* _Exercise description_
Where a line has odd spacing or punctuation, keep it; transcribe all the entries exactly.

* _Data section_
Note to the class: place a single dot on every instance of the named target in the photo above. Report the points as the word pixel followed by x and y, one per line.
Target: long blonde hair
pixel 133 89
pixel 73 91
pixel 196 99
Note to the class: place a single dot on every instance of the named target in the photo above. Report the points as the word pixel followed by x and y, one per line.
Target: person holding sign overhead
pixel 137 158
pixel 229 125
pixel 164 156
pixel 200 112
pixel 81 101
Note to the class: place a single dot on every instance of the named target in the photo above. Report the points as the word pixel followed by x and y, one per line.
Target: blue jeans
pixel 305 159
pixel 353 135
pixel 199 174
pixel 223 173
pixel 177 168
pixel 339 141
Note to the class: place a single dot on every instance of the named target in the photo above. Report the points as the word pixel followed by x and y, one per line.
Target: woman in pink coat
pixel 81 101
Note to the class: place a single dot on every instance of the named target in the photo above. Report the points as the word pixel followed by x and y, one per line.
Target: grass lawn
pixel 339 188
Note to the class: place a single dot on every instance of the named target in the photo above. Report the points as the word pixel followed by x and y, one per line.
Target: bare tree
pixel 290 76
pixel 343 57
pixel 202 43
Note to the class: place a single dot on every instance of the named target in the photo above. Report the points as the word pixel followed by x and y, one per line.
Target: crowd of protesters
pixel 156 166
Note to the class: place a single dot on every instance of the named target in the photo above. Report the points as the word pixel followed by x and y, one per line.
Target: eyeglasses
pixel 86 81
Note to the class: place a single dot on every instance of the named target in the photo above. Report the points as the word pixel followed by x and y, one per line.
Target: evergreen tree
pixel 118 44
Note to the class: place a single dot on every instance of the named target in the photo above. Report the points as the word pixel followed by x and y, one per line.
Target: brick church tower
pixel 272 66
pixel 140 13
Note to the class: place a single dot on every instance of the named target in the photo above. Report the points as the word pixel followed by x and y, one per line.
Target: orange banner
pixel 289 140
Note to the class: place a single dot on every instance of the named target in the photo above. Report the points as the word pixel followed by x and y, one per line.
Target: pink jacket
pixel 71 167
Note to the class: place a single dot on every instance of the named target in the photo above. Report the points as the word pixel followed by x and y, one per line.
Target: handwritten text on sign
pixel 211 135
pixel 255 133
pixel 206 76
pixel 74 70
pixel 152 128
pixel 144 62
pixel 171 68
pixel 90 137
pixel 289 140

* _Response_
Note to the class: place a single dot on every instance of the named target in the photo above. Report the points as the word pixel followed by x and y, one per line.
Target: long blonde hair
pixel 133 89
pixel 73 91
pixel 196 99
Note to the class: place a single dot on every instance of the named target in the photo above. Report the points as the word pixel followed by x and y, one per line.
Target: person holding sign overhead
pixel 137 158
pixel 229 125
pixel 164 156
pixel 200 112
pixel 81 101
Note to the class: place a single dot on every instance of the named target in the photo above. Report the points as the word pixel followed by x and y, one per line.
Target: blue jeans
pixel 305 159
pixel 353 135
pixel 199 174
pixel 223 173
pixel 177 168
pixel 339 141
Note to the class: place a single dot on every instance of the named target in the photo above. Report the points as the word pixel followed by x and y, one per line.
Target: woman in pink coat
pixel 81 101
Note to the class: place a single dot on every instance of the named target in the photo above. Report the points as the word pixel followed by x and y, one per line.
Target: grass lawn
pixel 339 188
Note to the class: place a single dot on every instance of the named target in the photo above. Report the points as the word pixel followed by x and y, one per line.
Target: bare tree
pixel 290 76
pixel 343 57
pixel 202 43
Note to the class: place a single dot on every instance of the named target in the photo above. Report the points as the word pixel followed by x and y, one per line.
Target: crowd of protesters
pixel 156 166
Note to the class: place a single dot on every instance of the named target in the photo above. Report the points as the word pixel followed by x and y, one per line.
Target: eyeglasses
pixel 86 81
Note to the class: place a single dot on every instance of the named target in the photo above. Report the points as the word pixel followed by x and y, one per line.
Target: evergreen tree
pixel 118 44
Note to the class: place a single dot on every instance of the named target in the photo above. Report the points as the word pixel followed by x and y, one per line.
Target: brick church tower
pixel 272 66
pixel 140 13
Note to the class: place a single dot on every instance of the named target in the photo above. Report the points as the word pixel followed by x and y, one per line.
Target: orange banner
pixel 289 140
Note to the class: place a single dot on every instance of the named target in the photo above. Report the points as the word pixel followed by x and y, one per line.
Target: pink jacket
pixel 71 167
Note to the class: place a single dot on every instance of the named target in the photo above. Report the points as the word pixel followed by x and y, one per line.
Target: handwritten text on sign
pixel 211 135
pixel 255 133
pixel 206 76
pixel 74 70
pixel 152 128
pixel 144 62
pixel 171 68
pixel 90 137
pixel 289 140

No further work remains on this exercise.